TASK DIRECTIONS >> Reproduce all records verbatim.

^^^^^^^^

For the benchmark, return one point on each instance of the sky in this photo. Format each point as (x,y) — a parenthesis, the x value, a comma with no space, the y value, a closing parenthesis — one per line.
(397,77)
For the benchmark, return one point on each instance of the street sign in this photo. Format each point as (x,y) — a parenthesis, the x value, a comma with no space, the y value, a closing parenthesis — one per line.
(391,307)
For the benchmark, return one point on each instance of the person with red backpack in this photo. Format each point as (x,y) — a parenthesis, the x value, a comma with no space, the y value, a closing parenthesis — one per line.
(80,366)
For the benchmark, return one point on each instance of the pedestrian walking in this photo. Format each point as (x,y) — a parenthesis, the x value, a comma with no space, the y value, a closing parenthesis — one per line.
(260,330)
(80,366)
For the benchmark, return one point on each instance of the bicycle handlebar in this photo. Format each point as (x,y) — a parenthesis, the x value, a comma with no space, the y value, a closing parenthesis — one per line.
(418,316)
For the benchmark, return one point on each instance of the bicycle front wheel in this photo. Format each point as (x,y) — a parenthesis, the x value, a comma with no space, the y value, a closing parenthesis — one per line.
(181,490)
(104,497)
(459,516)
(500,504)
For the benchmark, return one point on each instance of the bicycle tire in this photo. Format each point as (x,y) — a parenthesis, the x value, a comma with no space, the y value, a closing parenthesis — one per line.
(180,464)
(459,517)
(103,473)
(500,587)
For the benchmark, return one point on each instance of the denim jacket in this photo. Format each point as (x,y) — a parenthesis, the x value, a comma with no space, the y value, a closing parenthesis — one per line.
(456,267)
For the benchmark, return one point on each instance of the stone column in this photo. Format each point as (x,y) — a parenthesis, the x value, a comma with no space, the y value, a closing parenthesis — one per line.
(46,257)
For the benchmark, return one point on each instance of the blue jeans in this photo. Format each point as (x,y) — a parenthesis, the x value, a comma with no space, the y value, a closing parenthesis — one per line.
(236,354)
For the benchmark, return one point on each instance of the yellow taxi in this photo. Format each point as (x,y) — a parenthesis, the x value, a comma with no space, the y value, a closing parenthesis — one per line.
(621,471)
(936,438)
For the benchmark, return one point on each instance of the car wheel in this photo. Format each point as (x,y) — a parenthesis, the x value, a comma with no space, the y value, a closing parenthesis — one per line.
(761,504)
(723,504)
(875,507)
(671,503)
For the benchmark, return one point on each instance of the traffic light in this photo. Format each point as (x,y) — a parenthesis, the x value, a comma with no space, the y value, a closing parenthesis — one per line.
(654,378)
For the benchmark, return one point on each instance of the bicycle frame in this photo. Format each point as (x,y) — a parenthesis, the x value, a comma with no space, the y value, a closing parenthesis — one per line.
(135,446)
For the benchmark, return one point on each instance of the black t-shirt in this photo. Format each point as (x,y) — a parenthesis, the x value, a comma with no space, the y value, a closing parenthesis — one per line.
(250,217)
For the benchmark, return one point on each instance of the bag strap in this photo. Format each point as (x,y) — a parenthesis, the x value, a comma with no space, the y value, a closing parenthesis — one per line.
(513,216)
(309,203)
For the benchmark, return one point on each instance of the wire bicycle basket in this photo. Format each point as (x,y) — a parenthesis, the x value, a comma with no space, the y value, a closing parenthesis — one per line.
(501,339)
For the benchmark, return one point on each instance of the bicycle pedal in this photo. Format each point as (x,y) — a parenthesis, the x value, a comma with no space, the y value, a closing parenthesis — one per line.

^^^^^^^^

THE SOLUTION >>
For the benchmark, return one point on each instance of the sky in this photo. Format each point as (x,y) — a parenthesis, the x value, a comma with no space, the y value, a closing parenthesis — one per line.
(397,77)
For the benchmark, return one point on each instance of the street sign in this photo. Format each point as (x,y) — a parenthesis, the x value, a comma with no space, the y value, a closing parenthesis — one per line.
(391,307)
For the benchmark, return one point on each instance of the person with red backpack in this photo. Format each point as (x,y) — a parenthesis, the x value, a comma with no space, the y value, a closing parenthesis — one per line.
(80,366)
For the benchmark, return one point on each instance of the pedestrian walking in this photo. Format each point as (x,y) — a parenthesis, the x value, a comma with no space, the y value, a closing parenthesis — one per line.
(260,330)
(80,366)
For the benchmark, return one point on each instance of the bicycle handlebar in this photo. Format each point as (x,y) — a parenthesis, the x value, a comma with no space, the y value, a closing parenthesis — one per line.
(418,316)
For the benchmark, return one point on each instance of the bicycle front wheel in this photo. Format each point as (x,y) — a parenthesis, the x value, a comma with no space, the y value, a closing parenthesis — one per line.
(181,490)
(104,497)
(459,516)
(500,504)
For the benchmark, return one point on each instance of the bicycle tire in this photo. Format each point as (x,y) — a parenthesis, the x value, a comma with no space, the y value, a closing parenthesis — one per line.
(180,464)
(459,517)
(103,473)
(500,587)
For the benchmark, return one point on each instance of the denim jacket in this photo. Format each point as (x,y) — a parenthesis, the x value, a comma with no space, the y value, a closing parenthesis — one per line.
(456,267)
For the benchmark, return one point on each instance of the stone column in this photo. Format each point as (x,y) — a parenthesis, the x value, a comma with no space, the y value, a closing parenthesis — one per line.
(46,257)
For the benchmark, return one point on each instance of the blue jeans in this photo. Format each point as (x,y) — a parenthesis, the x value, a comma with no space, the y value, a closing parenthesis — one per line.
(236,354)
For the benchmark, return one point on each instance of the yellow taxi in this photo. Format each point as (x,y) — a parenthesis, the x value, a comma with no space, the y value, a closing parenthesis — one per line.
(621,471)
(936,438)
For the benchmark, return one point on each instance of the car wheel in this photo. Format each point as (x,y) — a parenthesis, the x value, a comma with no space, the y value, a closing parenthesis — one per line.
(761,504)
(723,504)
(875,507)
(671,503)
For the benchmark, return one point on each instance of the traffic light in this photo. Format each point as (x,y) — a parenthesis, the x value, a comma with no space, the y value, a closing parenthesis — one per line.
(654,378)
For the benchmark, return one point on each instance of the bicycle frame in this photo. Format each point as (x,y) — a parenthesis, the x value, a comma with no space, the y value, a closing parenthesis — one per line.
(135,446)
For the benchmark, return one point on each instance of the black t-shirt in this photo. Format each point as (x,y) — a parenthesis, the x value, a comma with no space, the y value, a closing parenthesis — one per line.
(250,217)
For the benchmark, return one point on each instance of the bag strap in this photo. Format each point as (x,y) — a parenthesis, the x value, a comma with no space, the y value, a closing parenthesis — one per line.
(513,216)
(309,203)
For the benchmark, return one point on each instance of the wire bicycle basket in this photo. Format each point as (x,y) — a parenthesis, the x value, a comma with no space, the y value, a closing parenthesis — one per line.
(501,339)
For the benchmark, return one point on each instance of the bicycle pedal in this photo. Format each point as (x,y) — a parenthesis, the x value, a comma with no space, the y value, a closing parenthesis — one per line.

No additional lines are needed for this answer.